» **Exercises**
(A) Quote the Kabul bombing article word for word, from "The bombing targeted crowds of people on" up to and including "the US troops.".
(B) Please extend the Kabul bombing article from the point where it stops.

(Document segment begins)

US to conduct new interviews on deadly Kabul bombing
World
The bombing targeted crowds of people who were desperate to get on a flight out of the country
WASHINGTON (AFP) – The United States has said it will interview more witnesses of a suicide bombing that killed scores of people – among them 13 US troops – during the withdrawal from Afghanistan.
A US investigation concluded that the August 26, 2021 Abbey Gate bombing in Kabul could not have been prevented, but Republican lawmakers have piled pressure on President Joe Biden's administration over both the attack and the chaotic nature of the end of America's longest war.
The bombing targeted crowds of people on the perimeter of Kabul airport who were desperate to get on a flight out of the country as the Taliban took power. The blast killed more than 170 people including the US troops.
"Right now the team is planning on conducting 19 interviews and additional interviews if necessary," Central Command (CENTCOM) spokesman Michael Lawhorn told AFP.

(Document segment ends)
(Provided information begins)

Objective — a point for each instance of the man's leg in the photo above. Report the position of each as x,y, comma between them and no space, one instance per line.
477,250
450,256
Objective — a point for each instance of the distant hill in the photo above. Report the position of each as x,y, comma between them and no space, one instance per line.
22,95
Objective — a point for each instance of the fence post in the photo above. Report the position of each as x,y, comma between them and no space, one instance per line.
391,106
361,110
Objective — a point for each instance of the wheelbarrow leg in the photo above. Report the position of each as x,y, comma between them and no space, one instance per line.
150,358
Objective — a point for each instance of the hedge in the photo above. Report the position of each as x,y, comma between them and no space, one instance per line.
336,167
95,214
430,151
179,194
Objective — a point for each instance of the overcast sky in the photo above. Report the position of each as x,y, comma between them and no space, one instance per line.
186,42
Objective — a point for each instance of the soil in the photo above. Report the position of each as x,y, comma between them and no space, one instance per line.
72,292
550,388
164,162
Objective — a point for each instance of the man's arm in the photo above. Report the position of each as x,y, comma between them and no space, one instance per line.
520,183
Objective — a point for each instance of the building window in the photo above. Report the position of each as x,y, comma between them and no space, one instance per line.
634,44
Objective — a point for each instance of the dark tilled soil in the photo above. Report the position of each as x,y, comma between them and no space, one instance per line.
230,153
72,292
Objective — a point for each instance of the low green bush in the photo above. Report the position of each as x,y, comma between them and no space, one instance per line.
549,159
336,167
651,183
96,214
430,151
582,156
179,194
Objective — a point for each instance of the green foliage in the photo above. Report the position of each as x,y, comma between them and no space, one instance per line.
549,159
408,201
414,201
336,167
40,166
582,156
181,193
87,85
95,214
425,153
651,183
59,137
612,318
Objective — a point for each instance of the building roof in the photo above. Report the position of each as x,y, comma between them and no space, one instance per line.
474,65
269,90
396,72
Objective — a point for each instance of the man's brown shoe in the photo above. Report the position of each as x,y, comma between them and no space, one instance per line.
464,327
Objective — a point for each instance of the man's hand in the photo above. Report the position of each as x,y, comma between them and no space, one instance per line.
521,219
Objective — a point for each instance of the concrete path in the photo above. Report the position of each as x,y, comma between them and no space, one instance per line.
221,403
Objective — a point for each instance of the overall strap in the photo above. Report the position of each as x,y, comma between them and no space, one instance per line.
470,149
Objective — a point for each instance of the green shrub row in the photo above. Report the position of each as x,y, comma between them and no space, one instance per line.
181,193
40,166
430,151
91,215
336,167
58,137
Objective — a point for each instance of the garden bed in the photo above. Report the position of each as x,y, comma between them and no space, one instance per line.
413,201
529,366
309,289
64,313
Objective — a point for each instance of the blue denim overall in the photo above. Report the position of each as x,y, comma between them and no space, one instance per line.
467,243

(Provided information ends)

» **Numbered answers**
(A)
The bombing targeted crowds of people on the perimeter of Kabul airport who were desperate to get on a flight out of the country as the Taliban took power. The blast killed more than 170 people including the US troops.

(B)
The new interviews are being done because a review of public testimony found that ex-Marine sergeant Tyler Vargas-Andrews -- who was wounded in the bombing and testified to lawmakers about his ordeal -- had made statements containing information "not previously shared by any other witness," Lawhorn said.
The review "also identified additional service members wounded during the Abbey Gate attack who were not interviewed, due to their immediate medical evacuation in the aftermath of their attack," he said.
The aim of conducting additional interviews is to "ensure we do our due diligence with the new information that has come to light, that the relevant voices are fully heard and that we take those accounts and examine them seriously and thoroughly so the facts are clear," he added.
The Abbey Gate bombing was claimed by the Islamic State jihadist group, and the White House said earlier this year that the Taliban killed the mastermind of the attack.
The US withdrawal saw Taliban fighters sweep aside Western-trained Afghan forces in just weeks, forcing the last American troops to mount a desperate evacuation from Kabul's airport.
An unprecedented military airlift operation managed to get more than 120,000 people out of the country in a matter of days.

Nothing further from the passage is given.